§ Passage provided
—————
Waking from the Neolithic Opression

- Jeremy Hubble 2/23/92

In response to the bleak pessimism outlined in the works of Malthus and Ricardo, a new bread of 'economist' sprouted on the scene - the Utopian Socialists. Unlike their rational predecessors, these men were eccentric radicals. Not only did they advocate change, they took upon themselves the responsibility of executing it. They saw that the problems were not with the people, but with the unrelenting economic laws. Thus, they were "dreamers" that came up with many "weird" ideas that seemed perfectly rational to them.

The conditions facing Europe in the early 1800s were horrendous. Young children filled the ranks of the factories. Work days were almost endless. Abuse, both sexual and physical, were commonplace. Soon, the workers could take it no more. Mob violence became commonplace, resulting in the destruction of many factories. In most of the cases, the workers spoke of a certain Ned Ludd who was leading them. But, there was no Ludd. There was just a great discontent of the prisons called factories.
—————
§ Supplied information
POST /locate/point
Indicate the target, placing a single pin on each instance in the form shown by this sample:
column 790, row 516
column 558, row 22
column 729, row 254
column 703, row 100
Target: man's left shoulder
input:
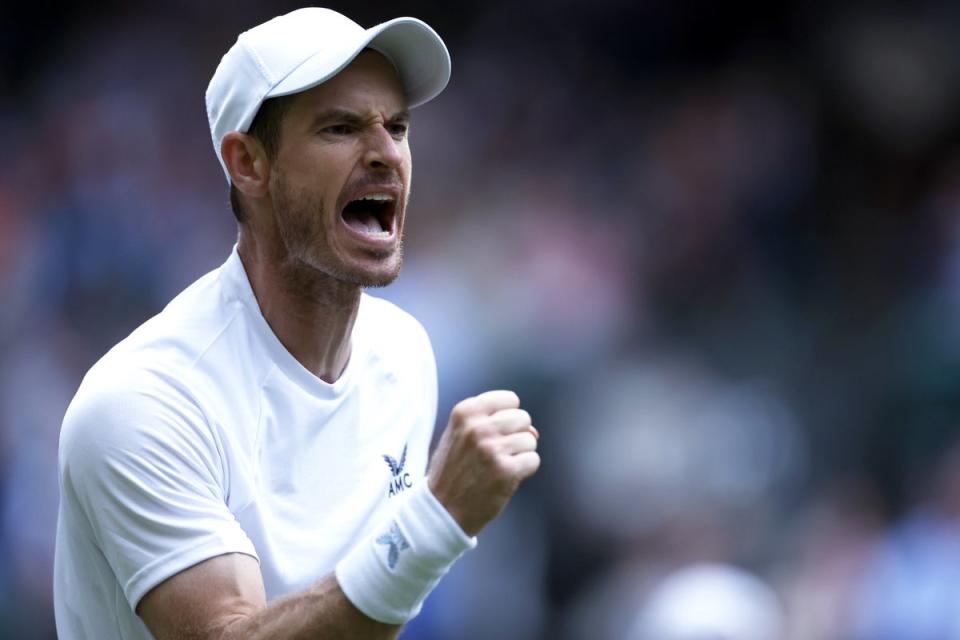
column 384, row 323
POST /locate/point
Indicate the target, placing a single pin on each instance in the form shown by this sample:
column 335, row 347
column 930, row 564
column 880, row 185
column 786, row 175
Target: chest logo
column 400, row 479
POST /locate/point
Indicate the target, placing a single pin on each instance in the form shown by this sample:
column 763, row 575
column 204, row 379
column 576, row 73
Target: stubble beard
column 300, row 221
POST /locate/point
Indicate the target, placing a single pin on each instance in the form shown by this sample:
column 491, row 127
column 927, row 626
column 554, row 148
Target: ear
column 247, row 163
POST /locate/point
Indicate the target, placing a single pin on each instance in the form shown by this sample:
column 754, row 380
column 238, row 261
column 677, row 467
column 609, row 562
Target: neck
column 311, row 313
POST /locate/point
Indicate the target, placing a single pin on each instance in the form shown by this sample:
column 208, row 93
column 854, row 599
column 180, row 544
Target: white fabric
column 301, row 49
column 201, row 435
column 389, row 575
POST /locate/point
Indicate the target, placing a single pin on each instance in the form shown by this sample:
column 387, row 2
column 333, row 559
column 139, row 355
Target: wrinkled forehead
column 370, row 83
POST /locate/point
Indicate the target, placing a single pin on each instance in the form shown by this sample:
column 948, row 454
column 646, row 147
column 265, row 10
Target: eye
column 337, row 129
column 398, row 130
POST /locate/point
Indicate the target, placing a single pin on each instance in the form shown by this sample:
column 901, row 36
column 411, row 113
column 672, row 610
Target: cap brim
column 416, row 51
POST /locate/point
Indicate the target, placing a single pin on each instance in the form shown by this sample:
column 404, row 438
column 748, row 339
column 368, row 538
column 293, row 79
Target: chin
column 371, row 271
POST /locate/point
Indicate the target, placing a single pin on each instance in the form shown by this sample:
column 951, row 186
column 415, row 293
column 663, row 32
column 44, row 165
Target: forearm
column 321, row 611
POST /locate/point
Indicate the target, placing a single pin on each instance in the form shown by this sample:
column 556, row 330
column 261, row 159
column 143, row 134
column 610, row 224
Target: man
column 250, row 462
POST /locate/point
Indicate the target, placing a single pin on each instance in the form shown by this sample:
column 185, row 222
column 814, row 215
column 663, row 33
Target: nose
column 383, row 150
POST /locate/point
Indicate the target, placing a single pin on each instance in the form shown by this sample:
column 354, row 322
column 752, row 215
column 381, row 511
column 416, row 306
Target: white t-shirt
column 200, row 435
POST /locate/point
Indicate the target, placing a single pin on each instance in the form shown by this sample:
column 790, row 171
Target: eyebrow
column 352, row 118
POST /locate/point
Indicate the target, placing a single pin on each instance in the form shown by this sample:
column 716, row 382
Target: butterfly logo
column 397, row 543
column 396, row 468
column 400, row 480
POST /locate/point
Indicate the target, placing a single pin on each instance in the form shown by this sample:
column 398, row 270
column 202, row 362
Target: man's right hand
column 487, row 450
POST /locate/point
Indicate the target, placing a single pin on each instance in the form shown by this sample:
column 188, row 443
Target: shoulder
column 147, row 394
column 388, row 326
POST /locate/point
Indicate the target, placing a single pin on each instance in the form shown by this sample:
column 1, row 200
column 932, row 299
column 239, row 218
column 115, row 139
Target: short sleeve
column 140, row 463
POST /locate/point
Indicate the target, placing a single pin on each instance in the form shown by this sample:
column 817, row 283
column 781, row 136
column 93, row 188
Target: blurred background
column 714, row 246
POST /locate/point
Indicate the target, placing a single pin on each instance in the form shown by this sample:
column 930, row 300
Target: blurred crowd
—————
§ Written problem
Please resume the essay on the Utopian Socialists after its last sentence, carrying it forward in the same voice.

§ Answer for this exercise
New Lanark, however, was saved from any worker uprising. The workers in this community enjoyed their work, and seldom felt discontent. They worked a relatively short day, children were sent to school instead of factories, and living conditions were almost luxurious. And, surprisingly, it was one of the most profitable establishments in Britain.

The success of New Lanark rested on the efforts of Robert Owen, an eccentric from the beginning. He was born into a poor Welch family, and apprenticed as a linen draper. By the age of eighteen, he had set up his own textile business. Shortly afterwards, he received a job as a manager of a large factory, after demanding a salary higher than any other applicants. (Justifying it saying, "I cannot be governed by what others seek.") He was a great success in his business, and pounced on the opportunity to by a set of mills for sale in New Lanark. (He also happened to be attracted to the daughter of the owner.) After ten years he had transformed it into a model community, and earned a handsome fortune for himself.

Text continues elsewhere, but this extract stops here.